What to produce:
List every line in the listing below that contains the string "head". Copy each such line in full.

********

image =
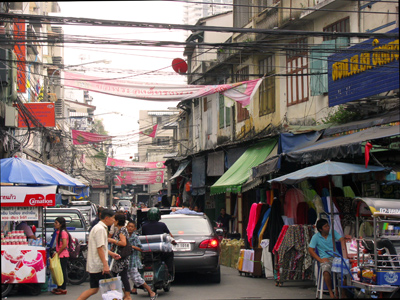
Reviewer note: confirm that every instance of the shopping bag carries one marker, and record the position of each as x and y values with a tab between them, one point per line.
111	288
56	270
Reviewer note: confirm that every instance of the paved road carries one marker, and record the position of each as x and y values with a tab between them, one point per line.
193	287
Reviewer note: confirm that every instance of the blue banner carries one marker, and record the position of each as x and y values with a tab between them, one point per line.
366	69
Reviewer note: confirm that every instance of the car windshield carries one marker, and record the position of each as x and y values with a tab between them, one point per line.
72	219
193	226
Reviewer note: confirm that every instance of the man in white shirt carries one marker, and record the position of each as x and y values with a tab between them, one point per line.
133	212
97	264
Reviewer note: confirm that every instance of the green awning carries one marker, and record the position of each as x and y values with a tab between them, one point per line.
240	171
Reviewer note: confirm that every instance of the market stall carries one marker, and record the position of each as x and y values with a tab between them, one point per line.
22	263
26	188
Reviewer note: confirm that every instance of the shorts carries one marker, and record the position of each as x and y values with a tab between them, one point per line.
95	278
134	275
327	266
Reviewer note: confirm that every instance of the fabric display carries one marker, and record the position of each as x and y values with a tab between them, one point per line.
266	259
246	261
230	251
291	257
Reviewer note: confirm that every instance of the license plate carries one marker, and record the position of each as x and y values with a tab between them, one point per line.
148	276
182	247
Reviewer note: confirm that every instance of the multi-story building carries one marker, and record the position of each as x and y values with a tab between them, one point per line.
299	48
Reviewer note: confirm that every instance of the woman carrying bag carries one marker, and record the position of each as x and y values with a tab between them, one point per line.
62	239
120	267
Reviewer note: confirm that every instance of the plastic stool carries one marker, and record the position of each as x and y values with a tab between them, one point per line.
320	283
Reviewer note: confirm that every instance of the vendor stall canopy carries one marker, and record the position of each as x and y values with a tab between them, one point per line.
325	169
22	171
240	171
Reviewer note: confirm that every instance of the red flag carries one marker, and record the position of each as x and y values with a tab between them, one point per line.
368	147
84	138
151	132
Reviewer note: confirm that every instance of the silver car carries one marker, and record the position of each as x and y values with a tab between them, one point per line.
197	248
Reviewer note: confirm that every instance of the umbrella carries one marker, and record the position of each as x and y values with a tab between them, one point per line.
327	168
23	171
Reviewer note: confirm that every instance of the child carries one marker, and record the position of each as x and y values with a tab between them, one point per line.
135	263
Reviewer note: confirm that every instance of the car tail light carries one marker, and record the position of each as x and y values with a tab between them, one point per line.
211	243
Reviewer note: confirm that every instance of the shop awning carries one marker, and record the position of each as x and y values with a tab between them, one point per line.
340	147
181	168
240	171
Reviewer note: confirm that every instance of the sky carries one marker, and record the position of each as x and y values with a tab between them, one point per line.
120	58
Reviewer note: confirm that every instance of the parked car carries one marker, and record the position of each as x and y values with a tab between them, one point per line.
88	208
76	223
197	248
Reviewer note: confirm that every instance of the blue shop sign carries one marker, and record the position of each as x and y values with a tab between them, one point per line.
366	69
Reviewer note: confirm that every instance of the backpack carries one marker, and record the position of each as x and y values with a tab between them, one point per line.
73	247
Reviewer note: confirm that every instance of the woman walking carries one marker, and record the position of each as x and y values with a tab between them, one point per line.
62	240
121	266
135	263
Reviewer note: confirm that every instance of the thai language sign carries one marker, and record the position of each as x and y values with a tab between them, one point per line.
44	112
20	213
28	195
112	162
366	69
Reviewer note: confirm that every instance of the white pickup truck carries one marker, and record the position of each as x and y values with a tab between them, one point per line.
76	223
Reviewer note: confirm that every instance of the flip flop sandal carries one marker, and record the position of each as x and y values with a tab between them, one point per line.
154	297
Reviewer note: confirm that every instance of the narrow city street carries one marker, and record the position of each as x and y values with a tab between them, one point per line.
192	286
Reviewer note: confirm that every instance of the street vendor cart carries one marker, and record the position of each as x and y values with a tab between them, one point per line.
378	247
23	263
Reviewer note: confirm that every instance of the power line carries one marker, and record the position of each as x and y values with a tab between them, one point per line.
118	23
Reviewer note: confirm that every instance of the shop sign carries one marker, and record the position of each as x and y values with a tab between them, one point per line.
19	213
366	69
28	195
44	112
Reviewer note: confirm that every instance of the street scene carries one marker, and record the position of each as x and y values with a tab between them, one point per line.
212	149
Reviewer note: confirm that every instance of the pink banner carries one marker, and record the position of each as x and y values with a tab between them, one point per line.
136	180
112	162
241	92
84	138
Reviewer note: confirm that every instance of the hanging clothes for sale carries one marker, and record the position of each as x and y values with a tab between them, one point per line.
275	224
252	222
263	208
292	259
292	198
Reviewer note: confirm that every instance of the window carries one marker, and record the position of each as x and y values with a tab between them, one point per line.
242	75
319	64
267	88
224	113
296	66
241	12
342	25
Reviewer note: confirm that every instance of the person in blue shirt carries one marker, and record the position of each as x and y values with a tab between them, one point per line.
322	241
186	210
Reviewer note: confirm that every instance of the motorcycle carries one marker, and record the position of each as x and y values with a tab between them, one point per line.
155	271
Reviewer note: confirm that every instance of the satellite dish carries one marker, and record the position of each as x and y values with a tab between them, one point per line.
179	65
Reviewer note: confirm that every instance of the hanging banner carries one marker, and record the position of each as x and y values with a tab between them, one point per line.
241	92
28	195
44	112
19	31
112	162
20	213
142	175
133	180
84	137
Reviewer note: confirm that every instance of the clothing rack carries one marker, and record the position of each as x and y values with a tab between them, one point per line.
292	260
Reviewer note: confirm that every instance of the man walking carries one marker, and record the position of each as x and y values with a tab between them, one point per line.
97	264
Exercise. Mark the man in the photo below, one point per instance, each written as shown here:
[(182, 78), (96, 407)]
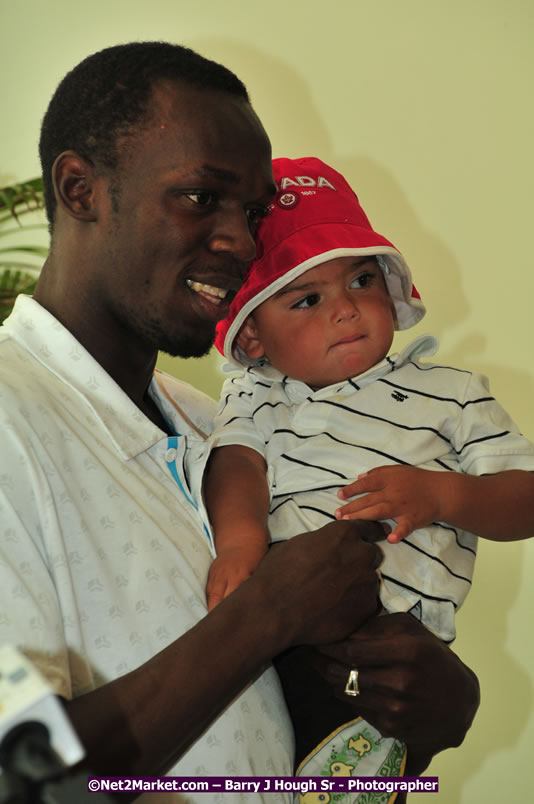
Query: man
[(156, 169)]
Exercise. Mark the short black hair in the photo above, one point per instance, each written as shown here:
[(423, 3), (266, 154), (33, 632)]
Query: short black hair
[(109, 92)]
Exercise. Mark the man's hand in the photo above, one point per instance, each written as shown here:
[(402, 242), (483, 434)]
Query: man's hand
[(412, 497), (412, 686), (230, 569)]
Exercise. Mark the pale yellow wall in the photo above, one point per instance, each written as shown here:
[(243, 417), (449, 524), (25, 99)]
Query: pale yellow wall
[(426, 106)]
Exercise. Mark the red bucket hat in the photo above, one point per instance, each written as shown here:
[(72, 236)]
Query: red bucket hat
[(315, 217)]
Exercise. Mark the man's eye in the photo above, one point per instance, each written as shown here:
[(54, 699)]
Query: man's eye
[(307, 301), (201, 199)]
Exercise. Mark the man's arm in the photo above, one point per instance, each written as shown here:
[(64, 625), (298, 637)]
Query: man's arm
[(412, 686), (314, 588)]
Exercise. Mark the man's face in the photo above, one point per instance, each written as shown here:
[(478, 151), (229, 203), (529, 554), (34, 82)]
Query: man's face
[(178, 235), (333, 322)]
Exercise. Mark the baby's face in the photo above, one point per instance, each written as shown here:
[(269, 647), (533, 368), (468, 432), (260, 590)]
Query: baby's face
[(333, 322)]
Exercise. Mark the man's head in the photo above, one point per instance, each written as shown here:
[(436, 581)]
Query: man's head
[(106, 98), (160, 172), (316, 221)]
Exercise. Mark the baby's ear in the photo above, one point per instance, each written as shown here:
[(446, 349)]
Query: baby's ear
[(249, 341)]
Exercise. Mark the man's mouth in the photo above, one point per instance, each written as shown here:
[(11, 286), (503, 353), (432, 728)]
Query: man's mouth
[(210, 292)]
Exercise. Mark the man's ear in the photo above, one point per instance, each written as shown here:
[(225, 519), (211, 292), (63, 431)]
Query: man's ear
[(73, 178), (249, 341)]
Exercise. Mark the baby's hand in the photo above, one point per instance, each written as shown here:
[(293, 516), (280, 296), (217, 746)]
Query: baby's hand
[(406, 494), (229, 570)]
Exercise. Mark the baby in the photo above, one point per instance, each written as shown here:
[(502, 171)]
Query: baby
[(322, 414)]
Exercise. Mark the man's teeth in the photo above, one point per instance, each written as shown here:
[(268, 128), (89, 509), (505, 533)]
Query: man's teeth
[(209, 291)]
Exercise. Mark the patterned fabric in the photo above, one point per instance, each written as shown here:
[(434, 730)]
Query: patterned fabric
[(103, 554), (401, 411)]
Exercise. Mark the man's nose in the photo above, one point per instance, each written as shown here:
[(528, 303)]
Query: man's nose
[(232, 234)]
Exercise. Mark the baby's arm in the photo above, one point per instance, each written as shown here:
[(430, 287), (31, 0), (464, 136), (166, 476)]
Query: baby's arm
[(237, 499), (497, 507)]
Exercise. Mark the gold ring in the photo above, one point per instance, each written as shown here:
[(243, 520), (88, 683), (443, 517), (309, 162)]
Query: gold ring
[(351, 687)]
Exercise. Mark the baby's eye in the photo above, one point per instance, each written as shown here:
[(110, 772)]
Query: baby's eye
[(307, 301), (362, 280)]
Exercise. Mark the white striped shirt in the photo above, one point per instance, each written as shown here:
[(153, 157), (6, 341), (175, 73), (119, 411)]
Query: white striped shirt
[(401, 411)]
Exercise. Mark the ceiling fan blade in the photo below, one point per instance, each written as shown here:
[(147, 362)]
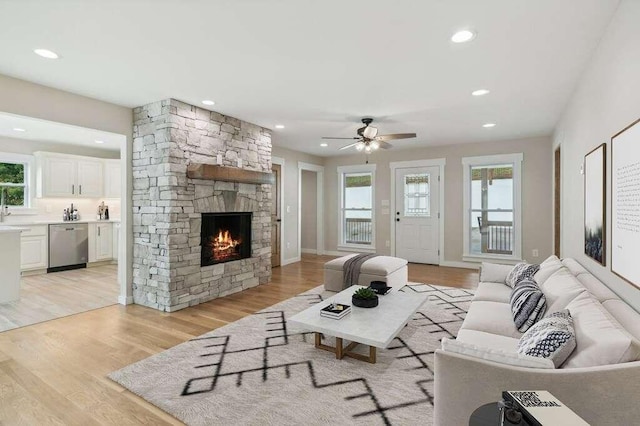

********

Task result:
Exercise. Mark the man's head in the photo above, one point per instance, each written as shown here:
Query: man's head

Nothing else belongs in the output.